PETUNJUK LATIHAN: Tulis lagi bagian berita tentang Sabda Raja dari "Liputan6.com, Jakarta - Keraton" sampai "tahta Keraton Yogyakarta.", tetapi ganti "putri sulung" dengan "anak sulung".

KUTIPAN TEKS:
# # # # # # #

Mendagri: Kami Tak Ikut Campur soal Sabda Raja Sultan HB X

Sabda Raja itu banyak mendapat penolakan. Terutama dari saudara-saudara Sultan dari ibu yang berbeda.

oleh Oscar Ferri diperbarui 06 Mei 2015, 19:43 WIB
Diterbitkan 06 Mei 2015, 19:43 WIB
Mendagri Tjahjo Kumolo Buka Musrenbang di Balai Kota
Mendagri Tjahjo Kumolo membuka Musyawarah Perencanaan Pembangunan (Musrenbang) tingkat Provinsi DKI Jakarta di Balai Kota, Jakarta, Selasa (14/4/2015). (Liputan6.com/Herman Zakharia)

Liputan6.com, Jakarta - Keraton Yogyakarta tengah menjadi sorotan pasca-Sabda yang dikeluarkan Raja Keraton Yogyakarta sekaligus Gubernur DIY Sultan Hamengkubuwono X. Salah satu poin Sabda Raja ini mengubah gelar putri sulung Sultan sebagai pewaris tahta Keraton Yogyakarta.

Namun sabda itu banyak mendapat penolakan. Terutama dari saudara-saudara Sultan dari ibu yang berbeda. Terkait hal ini pemerintah melalui Menteri Dalam Negeri (Mendagri) Tjahjo Kumolo mengaku enggan terlibat dalam polemik kerajaan tersebut.

"Kemendagri tidak ingin terlibat urusan keluarga. Namanya kakak-adik, kami tidak ingin ikut campur," ujar Tjahjo di Jakarta, Rabu (6/5/2015).

‎Tjahjo mengaku, sampai saat ini dirinya belum menerima surat resmi dari Sultan terkait sabdanya itu. Meski begitu, kata dia, ada pihak keluarga keraton yang datang menemui dan memintanya mengeluarkan kebijakan sebagai Mendagri.

"Sampai hari ini belum ada surat resmi, tapi soal ada kelurga yang meminta Kemendagri mengeluarkan kebijakan kepada Sultan untuk adanya rapat keluarga," ujar Tjahjo.

Mantan Sekjen PDIP itu menambahkan, segala urusan yang berkaitan dengan Keraton Ngayogyakarta bukan ranah pemerintah. Sebab, kata dia, Keraton Ngayogyakarta mempunyai keistimewaan sendiri dan otonomi khusus sendiri.

Bahkan keistimewaan daerah itu diatur dalam Undang-Undang Nomor 13 tahun 2012‎ tentang Keistimewaan Daerah Istimewa Yogyakarta. "Urusan resmi keraton kan ya dari Sultan, kan bukan ranah kami," ucap Tjahjo.‎

Tjahjo menambahkan, dirinya sudah menyampaikan urusan itu kepada keluarga yang datang. Bahwa pemerintah tidak bisa ikut campur urusan keraton. Namun, ucap dia, akan lain ceritanya jika Sultan mengeluarkan kebijakan atau keputusan atas nama Gubernur Daerah Istimewa Yogyakarta, bukan sebagai raja.

# # # # # # #

Data dari sebuah koleksi:
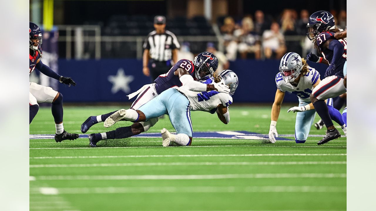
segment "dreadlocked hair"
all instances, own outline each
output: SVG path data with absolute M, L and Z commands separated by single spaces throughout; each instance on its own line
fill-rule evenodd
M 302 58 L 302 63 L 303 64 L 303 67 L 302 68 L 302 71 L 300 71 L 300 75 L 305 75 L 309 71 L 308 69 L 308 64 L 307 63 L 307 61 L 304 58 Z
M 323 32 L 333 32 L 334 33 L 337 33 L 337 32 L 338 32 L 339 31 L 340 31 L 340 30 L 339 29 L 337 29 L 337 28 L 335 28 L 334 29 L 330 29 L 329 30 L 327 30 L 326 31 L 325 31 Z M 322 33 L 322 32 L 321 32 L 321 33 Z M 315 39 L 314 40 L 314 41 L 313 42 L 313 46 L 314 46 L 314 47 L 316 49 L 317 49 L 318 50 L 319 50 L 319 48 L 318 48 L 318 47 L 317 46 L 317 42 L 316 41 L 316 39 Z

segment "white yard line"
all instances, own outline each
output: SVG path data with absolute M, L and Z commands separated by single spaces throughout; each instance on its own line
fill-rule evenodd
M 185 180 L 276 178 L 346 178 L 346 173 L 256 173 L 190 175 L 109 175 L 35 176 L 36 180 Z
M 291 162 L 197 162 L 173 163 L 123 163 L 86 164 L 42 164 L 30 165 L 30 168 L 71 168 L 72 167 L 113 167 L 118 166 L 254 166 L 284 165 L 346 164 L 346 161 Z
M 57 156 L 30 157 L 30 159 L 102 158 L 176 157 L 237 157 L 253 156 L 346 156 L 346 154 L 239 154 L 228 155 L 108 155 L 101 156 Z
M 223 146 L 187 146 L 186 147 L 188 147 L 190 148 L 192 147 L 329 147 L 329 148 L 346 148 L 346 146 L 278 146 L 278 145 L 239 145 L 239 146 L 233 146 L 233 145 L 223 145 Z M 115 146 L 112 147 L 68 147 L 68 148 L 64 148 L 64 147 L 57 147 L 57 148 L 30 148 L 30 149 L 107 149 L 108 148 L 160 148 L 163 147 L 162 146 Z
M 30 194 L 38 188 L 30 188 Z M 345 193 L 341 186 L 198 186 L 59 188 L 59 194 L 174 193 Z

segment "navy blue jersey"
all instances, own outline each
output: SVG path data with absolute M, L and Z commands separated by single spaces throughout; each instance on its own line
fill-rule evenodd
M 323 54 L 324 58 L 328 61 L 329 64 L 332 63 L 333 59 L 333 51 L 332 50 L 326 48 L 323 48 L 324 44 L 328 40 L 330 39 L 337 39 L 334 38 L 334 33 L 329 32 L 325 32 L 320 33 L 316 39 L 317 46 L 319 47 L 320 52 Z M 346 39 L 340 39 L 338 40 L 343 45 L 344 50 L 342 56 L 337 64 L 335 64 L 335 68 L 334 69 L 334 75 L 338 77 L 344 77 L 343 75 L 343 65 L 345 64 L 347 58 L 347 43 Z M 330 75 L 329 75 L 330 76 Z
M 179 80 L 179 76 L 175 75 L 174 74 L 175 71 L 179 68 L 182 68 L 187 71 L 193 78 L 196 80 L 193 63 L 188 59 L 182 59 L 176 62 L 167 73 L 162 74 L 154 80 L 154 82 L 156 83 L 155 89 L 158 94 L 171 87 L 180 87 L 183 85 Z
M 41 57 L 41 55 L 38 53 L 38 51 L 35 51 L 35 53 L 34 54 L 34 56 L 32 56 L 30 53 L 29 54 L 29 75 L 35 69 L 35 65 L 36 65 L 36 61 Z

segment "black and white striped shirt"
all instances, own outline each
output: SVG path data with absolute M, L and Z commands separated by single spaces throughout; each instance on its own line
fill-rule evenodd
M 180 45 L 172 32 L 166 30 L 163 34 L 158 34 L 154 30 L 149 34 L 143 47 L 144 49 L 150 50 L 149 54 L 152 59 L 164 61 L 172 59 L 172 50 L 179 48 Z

# # # # # # #

HASIL AKHIR:
Liputan6.com, Jakarta - Keraton Yogyakarta tengah menjadi sorotan pasca-Sabda yang dikeluarkan Raja Keraton Yogyakarta sekaligus Gubernur DIY Sultan Hamengkubuwono X. Salah satu poin Sabda Raja ini mengubah gelar anak sulung Sultan sebagai pewaris tahta Keraton Yogyakarta.